Items from a dataset
— Start —

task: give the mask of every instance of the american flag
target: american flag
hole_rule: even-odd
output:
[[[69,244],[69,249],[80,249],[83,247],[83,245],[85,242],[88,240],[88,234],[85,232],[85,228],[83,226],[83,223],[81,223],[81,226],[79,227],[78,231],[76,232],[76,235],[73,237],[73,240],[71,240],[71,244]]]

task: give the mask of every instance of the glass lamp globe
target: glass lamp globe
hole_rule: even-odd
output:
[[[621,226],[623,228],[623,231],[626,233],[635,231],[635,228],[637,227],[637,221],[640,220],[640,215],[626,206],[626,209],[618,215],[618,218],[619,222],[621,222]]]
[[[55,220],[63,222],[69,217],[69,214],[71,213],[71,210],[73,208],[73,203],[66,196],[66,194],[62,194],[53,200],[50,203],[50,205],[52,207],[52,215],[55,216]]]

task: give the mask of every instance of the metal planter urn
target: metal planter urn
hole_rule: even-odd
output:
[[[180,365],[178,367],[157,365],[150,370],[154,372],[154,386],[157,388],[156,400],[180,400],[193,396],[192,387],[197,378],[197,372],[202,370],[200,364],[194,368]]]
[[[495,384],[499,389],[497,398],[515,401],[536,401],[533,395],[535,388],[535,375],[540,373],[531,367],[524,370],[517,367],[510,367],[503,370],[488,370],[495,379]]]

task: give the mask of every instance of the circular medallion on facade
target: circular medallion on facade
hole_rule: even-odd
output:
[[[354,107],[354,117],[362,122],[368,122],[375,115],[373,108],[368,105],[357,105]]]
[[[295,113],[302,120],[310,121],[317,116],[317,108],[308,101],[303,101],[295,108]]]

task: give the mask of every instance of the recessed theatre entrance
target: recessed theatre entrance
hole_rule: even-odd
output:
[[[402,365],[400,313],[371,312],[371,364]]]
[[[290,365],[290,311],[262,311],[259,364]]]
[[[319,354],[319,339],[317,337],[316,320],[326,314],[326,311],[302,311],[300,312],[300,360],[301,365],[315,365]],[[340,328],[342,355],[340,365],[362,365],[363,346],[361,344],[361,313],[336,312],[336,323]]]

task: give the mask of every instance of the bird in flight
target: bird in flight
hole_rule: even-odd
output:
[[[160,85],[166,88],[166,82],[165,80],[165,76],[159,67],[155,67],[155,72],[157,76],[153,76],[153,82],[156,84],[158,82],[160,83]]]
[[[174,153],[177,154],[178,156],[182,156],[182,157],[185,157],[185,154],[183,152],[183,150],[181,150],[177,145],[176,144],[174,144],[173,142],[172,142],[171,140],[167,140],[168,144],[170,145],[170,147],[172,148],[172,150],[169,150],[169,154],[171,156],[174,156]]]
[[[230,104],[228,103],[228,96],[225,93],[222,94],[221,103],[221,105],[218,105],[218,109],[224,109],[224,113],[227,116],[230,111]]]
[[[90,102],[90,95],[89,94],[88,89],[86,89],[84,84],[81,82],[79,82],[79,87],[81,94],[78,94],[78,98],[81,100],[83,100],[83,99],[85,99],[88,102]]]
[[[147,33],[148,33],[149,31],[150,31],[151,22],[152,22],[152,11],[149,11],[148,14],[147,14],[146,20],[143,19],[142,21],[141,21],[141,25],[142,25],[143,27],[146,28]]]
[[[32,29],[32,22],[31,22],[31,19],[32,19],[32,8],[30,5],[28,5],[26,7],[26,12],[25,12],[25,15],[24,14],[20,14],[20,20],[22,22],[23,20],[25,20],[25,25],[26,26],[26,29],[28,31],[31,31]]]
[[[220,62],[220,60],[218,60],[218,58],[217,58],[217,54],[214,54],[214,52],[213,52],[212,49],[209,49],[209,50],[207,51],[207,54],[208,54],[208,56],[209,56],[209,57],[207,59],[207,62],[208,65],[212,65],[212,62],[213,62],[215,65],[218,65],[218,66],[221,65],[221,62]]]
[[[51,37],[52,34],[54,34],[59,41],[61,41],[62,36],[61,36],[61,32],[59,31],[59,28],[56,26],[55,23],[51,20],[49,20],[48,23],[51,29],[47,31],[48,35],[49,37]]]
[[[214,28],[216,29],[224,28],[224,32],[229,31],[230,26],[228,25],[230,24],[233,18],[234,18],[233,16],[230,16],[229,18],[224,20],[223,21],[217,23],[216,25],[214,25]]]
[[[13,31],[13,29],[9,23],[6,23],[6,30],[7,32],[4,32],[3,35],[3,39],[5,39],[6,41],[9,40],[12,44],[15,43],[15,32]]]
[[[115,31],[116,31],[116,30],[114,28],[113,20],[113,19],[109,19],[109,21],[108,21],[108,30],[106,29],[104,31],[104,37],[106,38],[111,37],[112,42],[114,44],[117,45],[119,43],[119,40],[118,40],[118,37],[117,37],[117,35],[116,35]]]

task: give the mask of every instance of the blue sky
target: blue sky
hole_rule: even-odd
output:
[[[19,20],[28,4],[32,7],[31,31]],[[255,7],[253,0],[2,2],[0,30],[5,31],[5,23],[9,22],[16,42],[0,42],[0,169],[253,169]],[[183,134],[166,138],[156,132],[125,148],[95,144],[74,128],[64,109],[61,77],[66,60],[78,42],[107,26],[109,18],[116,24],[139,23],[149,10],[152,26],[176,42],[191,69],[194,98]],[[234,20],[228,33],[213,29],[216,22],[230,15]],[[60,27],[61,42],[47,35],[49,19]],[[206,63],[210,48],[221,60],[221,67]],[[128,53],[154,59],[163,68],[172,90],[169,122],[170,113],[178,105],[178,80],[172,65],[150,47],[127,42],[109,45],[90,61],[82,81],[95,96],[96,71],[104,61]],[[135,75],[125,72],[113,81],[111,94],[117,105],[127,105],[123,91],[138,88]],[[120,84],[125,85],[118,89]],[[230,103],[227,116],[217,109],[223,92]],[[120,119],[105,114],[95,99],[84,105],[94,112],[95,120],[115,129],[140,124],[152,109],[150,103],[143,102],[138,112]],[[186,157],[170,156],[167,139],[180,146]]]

— End —

Exercise prompt
Return every line of the material above verbatim and without alteration.

Result of this exercise
task: give the mask of every instance of the american flag
target: american flag
hole_rule: even-odd
output:
[[[69,244],[69,249],[80,249],[83,247],[83,245],[85,242],[88,240],[88,234],[85,232],[85,228],[83,226],[83,223],[81,223],[81,226],[79,227],[78,231],[76,232],[76,235],[73,237],[73,240],[71,240],[71,244]]]

task: give the mask of every instance of the glass lamp globe
target: glass lamp globe
hole_rule: even-odd
output:
[[[621,226],[623,228],[623,231],[626,233],[635,231],[635,228],[637,227],[637,221],[640,220],[640,215],[626,206],[626,209],[618,215],[618,218],[619,222],[621,222]]]
[[[55,220],[63,222],[69,217],[69,214],[71,213],[71,210],[73,208],[73,203],[66,196],[66,194],[62,194],[53,200],[50,203],[50,205],[52,207],[52,215],[55,216]]]

task: give the mask of every instance of the metal planter urn
target: metal planter urn
hole_rule: even-odd
output:
[[[180,365],[178,367],[157,365],[150,370],[154,372],[154,386],[157,388],[156,400],[180,400],[193,396],[192,387],[197,378],[197,372],[202,370],[200,364],[194,368]]]
[[[495,384],[499,389],[497,398],[515,401],[536,401],[533,395],[535,388],[535,375],[540,373],[531,367],[524,370],[517,367],[510,367],[503,370],[488,370],[495,379]]]

task: give the mask of every instance of the circular medallion on facade
target: circular medallion on facade
hole_rule: even-odd
output:
[[[354,107],[354,117],[362,122],[368,122],[375,115],[373,108],[368,105],[357,105]]]
[[[295,113],[302,120],[310,121],[317,116],[317,108],[308,101],[303,101],[295,108]]]

task: give the mask of every instance of the recessed theatre entrance
target: recessed theatre entrance
hole_rule: even-odd
output:
[[[402,365],[400,313],[371,312],[371,364]]]
[[[290,365],[290,311],[262,311],[259,364]]]
[[[319,354],[319,339],[317,337],[316,320],[326,314],[326,311],[302,311],[300,312],[300,360],[301,365],[315,365]],[[340,328],[342,355],[340,365],[362,365],[363,346],[361,344],[361,313],[336,312],[336,323]]]

task: give the mask of every instance of the bird in flight
target: bird in flight
hole_rule: even-odd
output:
[[[160,85],[166,88],[166,82],[165,80],[165,76],[159,67],[155,67],[155,72],[157,76],[153,76],[153,82],[156,84],[158,82],[160,83]]]
[[[174,153],[177,154],[178,156],[182,156],[182,157],[185,157],[185,154],[183,152],[183,150],[181,150],[177,145],[176,144],[174,144],[173,142],[172,142],[171,140],[167,140],[168,144],[170,145],[170,147],[172,148],[172,150],[169,150],[169,154],[171,156],[174,156]]]
[[[230,104],[228,103],[228,96],[225,93],[222,94],[221,103],[221,105],[218,105],[218,109],[224,109],[224,113],[227,116],[230,111]]]
[[[90,102],[90,95],[89,94],[88,89],[86,89],[84,84],[81,82],[79,82],[79,87],[81,94],[78,94],[78,98],[81,100],[83,100],[83,99],[85,99],[88,102]]]
[[[147,33],[148,33],[149,31],[150,31],[151,22],[152,22],[152,11],[149,11],[148,14],[147,14],[146,20],[143,19],[142,21],[141,21],[141,25],[142,25],[143,27],[146,28]]]
[[[32,29],[32,22],[31,22],[31,19],[32,19],[32,8],[30,5],[28,5],[26,7],[26,12],[25,12],[25,15],[24,14],[20,14],[20,20],[22,22],[23,20],[25,20],[25,25],[26,26],[26,29],[28,31],[31,31]]]
[[[220,62],[220,60],[218,60],[218,58],[217,58],[217,54],[214,54],[214,52],[213,52],[212,49],[209,49],[209,50],[207,51],[207,54],[208,54],[208,56],[209,56],[209,57],[207,59],[207,62],[208,65],[212,65],[212,62],[213,62],[215,65],[218,65],[218,66],[221,65],[221,62]]]
[[[51,37],[52,34],[54,34],[59,41],[61,41],[62,36],[61,36],[61,32],[59,31],[59,28],[56,26],[55,23],[51,20],[49,20],[48,23],[51,29],[47,31],[48,35],[49,37]]]
[[[214,28],[216,29],[224,28],[224,32],[229,31],[230,26],[228,25],[230,24],[233,18],[234,18],[233,16],[230,16],[229,18],[224,20],[223,21],[217,23],[216,25],[214,25]]]
[[[13,31],[13,29],[9,23],[6,23],[6,30],[7,32],[4,32],[3,35],[3,39],[5,39],[6,41],[9,40],[12,44],[15,43],[15,32]]]
[[[115,31],[116,31],[116,30],[114,28],[113,20],[113,19],[109,19],[109,21],[108,21],[108,30],[106,29],[104,31],[104,37],[106,38],[111,37],[112,42],[114,44],[117,45],[119,43],[119,40],[118,40],[118,37],[117,37],[117,35],[116,35]]]

task: give the mask of every instance of the blue sky
target: blue sky
hole_rule: even-odd
output:
[[[19,20],[28,4],[32,7],[31,31]],[[255,7],[253,0],[2,2],[0,30],[5,31],[5,23],[9,22],[16,42],[0,42],[0,169],[253,169]],[[183,134],[166,138],[156,132],[125,148],[95,144],[74,128],[64,109],[61,77],[66,60],[78,42],[107,26],[109,18],[116,24],[139,23],[149,10],[152,26],[176,42],[191,69],[194,98]],[[234,20],[228,33],[213,29],[216,22],[230,15]],[[60,27],[61,42],[47,35],[49,19]],[[206,63],[210,48],[221,60],[221,67]],[[128,53],[154,59],[163,68],[172,90],[169,122],[170,113],[178,105],[178,80],[172,65],[150,47],[127,42],[109,45],[90,61],[82,81],[95,96],[96,71],[104,61]],[[135,75],[125,72],[113,81],[111,94],[117,105],[127,105],[123,91],[138,88]],[[120,84],[125,85],[118,89]],[[230,103],[227,116],[217,109],[223,92]],[[120,119],[105,114],[95,99],[84,105],[94,112],[95,120],[115,129],[140,124],[152,109],[150,103],[143,102],[138,112]],[[186,157],[170,156],[167,139],[180,146]]]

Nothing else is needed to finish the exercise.